What you should do:
Return every line from the listing where the word "trophy" occurs.

Dataset content:
__________________________________________________
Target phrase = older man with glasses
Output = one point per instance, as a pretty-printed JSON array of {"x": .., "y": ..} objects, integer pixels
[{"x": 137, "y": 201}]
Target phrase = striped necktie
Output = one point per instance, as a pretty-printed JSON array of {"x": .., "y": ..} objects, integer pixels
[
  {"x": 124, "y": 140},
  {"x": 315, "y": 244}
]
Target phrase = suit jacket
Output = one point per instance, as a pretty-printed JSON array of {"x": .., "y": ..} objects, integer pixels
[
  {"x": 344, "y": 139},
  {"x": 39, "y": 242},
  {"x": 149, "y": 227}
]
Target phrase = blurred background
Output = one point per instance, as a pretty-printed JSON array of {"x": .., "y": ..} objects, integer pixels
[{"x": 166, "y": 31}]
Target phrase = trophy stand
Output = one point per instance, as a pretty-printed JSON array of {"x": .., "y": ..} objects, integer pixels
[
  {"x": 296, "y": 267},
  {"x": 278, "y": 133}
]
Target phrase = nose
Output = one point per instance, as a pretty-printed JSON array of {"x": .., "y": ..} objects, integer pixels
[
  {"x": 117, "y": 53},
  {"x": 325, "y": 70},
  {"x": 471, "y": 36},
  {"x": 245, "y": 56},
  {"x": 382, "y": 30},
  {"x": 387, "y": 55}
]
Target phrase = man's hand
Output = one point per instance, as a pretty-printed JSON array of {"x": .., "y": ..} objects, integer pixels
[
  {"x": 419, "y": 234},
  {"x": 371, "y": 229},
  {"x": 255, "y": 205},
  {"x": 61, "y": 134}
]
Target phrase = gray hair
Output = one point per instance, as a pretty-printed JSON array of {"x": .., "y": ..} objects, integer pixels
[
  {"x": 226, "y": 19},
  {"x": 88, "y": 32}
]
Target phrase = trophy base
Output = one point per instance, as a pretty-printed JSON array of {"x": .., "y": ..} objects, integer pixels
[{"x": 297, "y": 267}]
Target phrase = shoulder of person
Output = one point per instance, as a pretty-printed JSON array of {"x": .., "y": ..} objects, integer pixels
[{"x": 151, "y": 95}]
__________________________________________________
Exercise output:
Target phrase = trophy stand
Target phrase = trophy base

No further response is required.